Johnson & Johnson tops 2Q forecasts despite profit drop
Surging second-quarter sales of Johnson & Johnson's prescription drugs, its healthiest business, were more than offset by a one-time gain a year ago, driving profit down 11.5 percent.
But the health care giant easily beat Wall Street's expectations and raised its full-year financial forecasts. Its shares rose to an all-time high Tuesday.
Sales of several key new medicines buoyed revenue, and medical device sales edged up. But sales dipped for consumer products such as Band-Aids and Johnson's Baby Powder. More importantly, J&J's top-selling prescription drug is facing cheaper competition, possibly as soon as this year, depending on the outcome of litigation.

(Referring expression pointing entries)
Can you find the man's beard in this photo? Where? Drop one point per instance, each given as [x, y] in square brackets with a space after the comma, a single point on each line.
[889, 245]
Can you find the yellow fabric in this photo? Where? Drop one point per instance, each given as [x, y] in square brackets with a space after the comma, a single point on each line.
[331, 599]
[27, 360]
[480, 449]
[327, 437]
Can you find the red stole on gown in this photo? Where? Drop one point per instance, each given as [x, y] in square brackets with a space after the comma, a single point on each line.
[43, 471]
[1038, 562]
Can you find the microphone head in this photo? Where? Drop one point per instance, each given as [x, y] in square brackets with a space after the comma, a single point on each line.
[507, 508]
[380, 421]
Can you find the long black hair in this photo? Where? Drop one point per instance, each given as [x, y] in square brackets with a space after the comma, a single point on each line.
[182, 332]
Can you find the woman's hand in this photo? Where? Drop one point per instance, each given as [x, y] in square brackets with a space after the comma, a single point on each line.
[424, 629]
==
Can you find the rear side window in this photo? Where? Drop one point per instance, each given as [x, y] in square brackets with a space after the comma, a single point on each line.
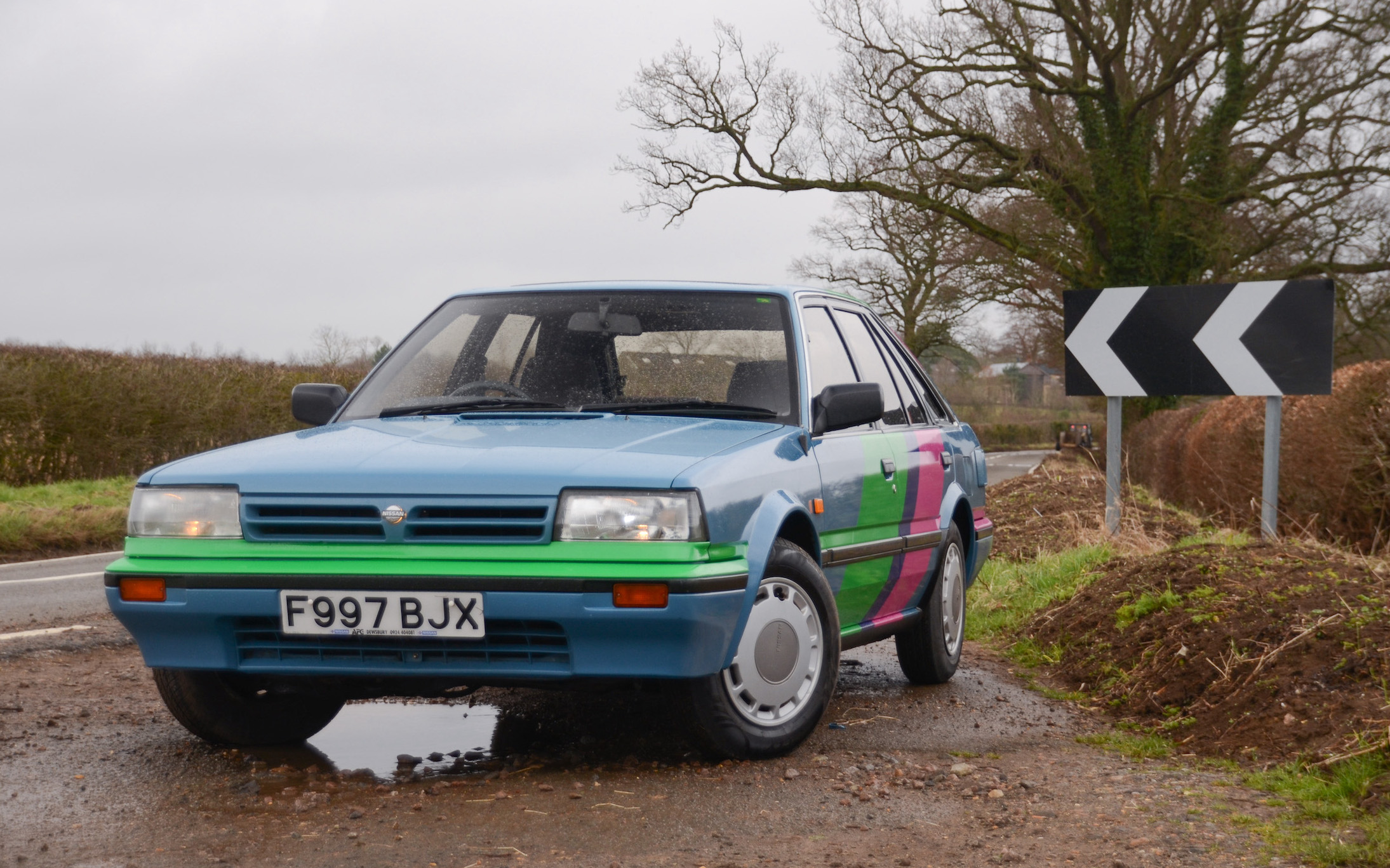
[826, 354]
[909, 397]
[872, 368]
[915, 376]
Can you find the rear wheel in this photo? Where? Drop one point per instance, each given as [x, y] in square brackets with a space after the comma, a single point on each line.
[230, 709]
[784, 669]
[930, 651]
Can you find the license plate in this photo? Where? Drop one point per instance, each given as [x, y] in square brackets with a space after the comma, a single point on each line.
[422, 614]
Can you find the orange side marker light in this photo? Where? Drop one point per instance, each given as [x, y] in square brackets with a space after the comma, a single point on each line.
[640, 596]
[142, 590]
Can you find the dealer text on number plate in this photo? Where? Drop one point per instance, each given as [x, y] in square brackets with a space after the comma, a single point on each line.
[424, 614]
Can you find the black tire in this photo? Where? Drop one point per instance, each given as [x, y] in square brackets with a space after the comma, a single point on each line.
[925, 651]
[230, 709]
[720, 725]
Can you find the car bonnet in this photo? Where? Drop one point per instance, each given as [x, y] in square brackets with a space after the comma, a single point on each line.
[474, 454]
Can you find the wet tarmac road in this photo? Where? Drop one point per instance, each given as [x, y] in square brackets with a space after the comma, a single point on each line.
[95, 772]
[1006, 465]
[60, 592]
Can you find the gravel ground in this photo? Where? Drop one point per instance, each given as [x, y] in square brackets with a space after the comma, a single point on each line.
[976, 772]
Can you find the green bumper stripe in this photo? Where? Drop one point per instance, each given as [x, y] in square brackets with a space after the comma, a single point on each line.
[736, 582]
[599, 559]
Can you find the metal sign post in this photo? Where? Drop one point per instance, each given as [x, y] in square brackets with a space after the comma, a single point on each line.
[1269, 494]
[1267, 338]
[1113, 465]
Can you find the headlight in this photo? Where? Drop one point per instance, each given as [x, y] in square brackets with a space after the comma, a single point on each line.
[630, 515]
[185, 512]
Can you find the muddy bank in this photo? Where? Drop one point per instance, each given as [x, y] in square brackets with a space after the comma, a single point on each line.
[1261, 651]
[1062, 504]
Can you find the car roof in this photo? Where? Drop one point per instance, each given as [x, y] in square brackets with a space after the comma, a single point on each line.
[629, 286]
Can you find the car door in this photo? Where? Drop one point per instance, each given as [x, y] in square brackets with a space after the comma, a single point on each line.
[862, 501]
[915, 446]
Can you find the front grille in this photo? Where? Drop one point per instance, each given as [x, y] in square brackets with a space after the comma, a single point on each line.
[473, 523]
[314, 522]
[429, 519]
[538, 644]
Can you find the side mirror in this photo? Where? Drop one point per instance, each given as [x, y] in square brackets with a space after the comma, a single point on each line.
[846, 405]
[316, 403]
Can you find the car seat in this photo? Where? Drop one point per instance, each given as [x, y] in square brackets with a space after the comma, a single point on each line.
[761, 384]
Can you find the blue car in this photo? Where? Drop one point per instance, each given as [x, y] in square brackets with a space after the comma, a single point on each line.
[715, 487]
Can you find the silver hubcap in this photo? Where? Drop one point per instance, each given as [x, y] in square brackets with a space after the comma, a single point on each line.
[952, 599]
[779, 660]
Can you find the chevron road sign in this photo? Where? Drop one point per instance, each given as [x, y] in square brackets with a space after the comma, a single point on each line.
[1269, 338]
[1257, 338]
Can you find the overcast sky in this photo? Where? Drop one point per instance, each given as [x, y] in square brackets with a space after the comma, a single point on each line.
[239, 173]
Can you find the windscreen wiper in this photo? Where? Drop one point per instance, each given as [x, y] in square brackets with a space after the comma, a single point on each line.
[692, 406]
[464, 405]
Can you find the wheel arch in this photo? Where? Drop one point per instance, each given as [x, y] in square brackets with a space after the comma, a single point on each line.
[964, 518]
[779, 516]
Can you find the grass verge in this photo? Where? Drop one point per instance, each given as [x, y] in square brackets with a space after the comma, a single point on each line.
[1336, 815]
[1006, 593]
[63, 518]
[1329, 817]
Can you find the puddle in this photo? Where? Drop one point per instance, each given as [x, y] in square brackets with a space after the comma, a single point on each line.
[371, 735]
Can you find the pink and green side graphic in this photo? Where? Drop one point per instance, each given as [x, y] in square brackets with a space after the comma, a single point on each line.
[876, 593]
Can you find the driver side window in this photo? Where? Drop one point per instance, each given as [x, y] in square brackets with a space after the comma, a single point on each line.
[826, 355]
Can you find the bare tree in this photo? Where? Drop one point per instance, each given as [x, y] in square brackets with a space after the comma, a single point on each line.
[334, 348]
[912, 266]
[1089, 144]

= Activity 1 =
According to the Johnson & Johnson earnings report, which business lines of the company had sales reported? List each one.
= Activity 2 =
Carry on the Johnson & Johnson earnings report, starting right after its final sentence.

= Output 1 =
- Prescription drugs
- Medical devices
- Consumer products

= Output 2 =
Remicade, an injected biologic drug for immune disorders including rheumatoid arthritis, already has competition in some other countries from "biosimilar" versions, near-copies of complex biologic drugs manufactured in living cells. Higher U.S. sales offset an overseas decline and boosted total Remicade sales to nearly $1.8 billion in the second quarter. As biosimilars reach the market in the U.S. and additional countries, total sales are expected to fall.
The world's biggest maker of health care products reported net income of $4 billion, or $1.43 per share. That was down from $4.52 billion, or $1.61 per share, a year ago when the company had a $931 million gain from the sale of rights to pain drug Nucynta. J&J also took a $557 million charge for litigation costs in the latest quarter.
Adjusted for one-time items, earnings came to $1.74 per share, 7 cents more than analysts expected.
The New Brunswick, New Jersey-based company posted revenue of $18.48 billion in the period, up 3.9 percent and well above Street forecasts for $17.89 billion.
Shares were up $2.14, or 1.7 percent, at $125.38 in afternoon trading after peaking earlier at an all-time high of $125.47.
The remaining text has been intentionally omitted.